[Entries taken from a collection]
========================================

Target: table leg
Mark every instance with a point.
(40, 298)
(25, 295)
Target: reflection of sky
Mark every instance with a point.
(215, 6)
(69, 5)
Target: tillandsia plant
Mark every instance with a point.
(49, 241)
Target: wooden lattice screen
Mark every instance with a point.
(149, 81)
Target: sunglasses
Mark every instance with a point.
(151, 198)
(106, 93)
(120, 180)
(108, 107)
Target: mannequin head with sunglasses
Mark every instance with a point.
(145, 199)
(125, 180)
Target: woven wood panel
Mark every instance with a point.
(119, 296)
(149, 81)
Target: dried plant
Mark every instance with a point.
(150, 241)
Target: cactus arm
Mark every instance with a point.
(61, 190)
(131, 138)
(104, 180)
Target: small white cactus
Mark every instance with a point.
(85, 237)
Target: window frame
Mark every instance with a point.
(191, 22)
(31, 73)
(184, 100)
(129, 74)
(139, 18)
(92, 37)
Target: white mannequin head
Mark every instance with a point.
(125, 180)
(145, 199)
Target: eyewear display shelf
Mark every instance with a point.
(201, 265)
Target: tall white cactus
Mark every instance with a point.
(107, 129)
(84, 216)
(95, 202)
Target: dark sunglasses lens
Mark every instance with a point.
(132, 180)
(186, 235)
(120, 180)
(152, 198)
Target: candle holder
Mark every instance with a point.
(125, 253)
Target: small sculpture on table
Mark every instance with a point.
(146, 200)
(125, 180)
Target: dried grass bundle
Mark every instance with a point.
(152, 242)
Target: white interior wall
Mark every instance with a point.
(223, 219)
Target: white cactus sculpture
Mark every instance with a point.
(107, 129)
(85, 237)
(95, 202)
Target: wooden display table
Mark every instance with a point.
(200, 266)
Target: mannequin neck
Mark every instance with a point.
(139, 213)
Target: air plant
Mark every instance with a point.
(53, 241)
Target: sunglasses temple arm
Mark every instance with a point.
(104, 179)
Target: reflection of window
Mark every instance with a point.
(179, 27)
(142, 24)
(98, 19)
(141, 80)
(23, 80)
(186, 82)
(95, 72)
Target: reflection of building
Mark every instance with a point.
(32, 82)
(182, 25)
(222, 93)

========================================

**Task instructions:** Rewrite the items from the line that has "Target: wooden lattice screen" through the last item, swapping "instance" for "occurrence" and leaving everything else unchanged.

**Response to this exercise:**
Target: wooden lattice screen
Mark every occurrence with a point.
(149, 81)
Target: sunglasses
Mark every occurrence with a point.
(151, 198)
(106, 93)
(120, 180)
(108, 107)
Target: mannequin head with sunglasses
Mark every occurrence with a point.
(145, 199)
(125, 180)
Target: woven wood panel
Mark every occurrence with a point.
(119, 296)
(149, 81)
Target: dried plant
Mark every occurrence with a point.
(150, 241)
Target: cactus arm
Mark every occurrence with a point.
(61, 190)
(131, 138)
(104, 180)
Target: small white cactus
Mark every occurrence with a point.
(85, 237)
Target: window frame
Mark every occurrence with a point.
(191, 22)
(31, 73)
(184, 100)
(129, 74)
(139, 18)
(92, 37)
Target: white mannequin head
Mark every occurrence with a point.
(125, 180)
(145, 199)
Target: eyewear display shelf
Mark every occurrence with a point.
(201, 265)
Target: tall white cactus
Mark every occurrence with a point.
(107, 129)
(84, 216)
(95, 202)
Target: dark sunglasses lens
Mark every occurrence with a point.
(132, 180)
(186, 235)
(120, 180)
(152, 198)
Target: candle holder
Mark every occurrence with a point.
(125, 253)
Target: small sculpture on table
Mark every occurrence with a point.
(146, 200)
(125, 180)
Target: dried grass bundle
Mark every occurrence with a point.
(152, 242)
Target: white interior wall
Mark every occurrence with a point.
(223, 219)
Target: white cactus sculpture
Mark every occurrence with a point.
(107, 129)
(85, 237)
(95, 202)
Target: wooden display table
Mark every occurrence with a point.
(200, 266)
Target: mannequin neck
Mark every occurrence with a point.
(139, 213)
Target: air plant
Mark every occurrence with a point.
(53, 241)
Target: sunglasses temple arm
Mark every occurrence with a point.
(104, 179)
Target: reflection of window
Mark every occurrence with a point.
(179, 27)
(142, 24)
(98, 19)
(141, 80)
(23, 80)
(186, 82)
(95, 72)
Target: reflection of building
Mark every occurrence with a point.
(32, 82)
(182, 25)
(222, 93)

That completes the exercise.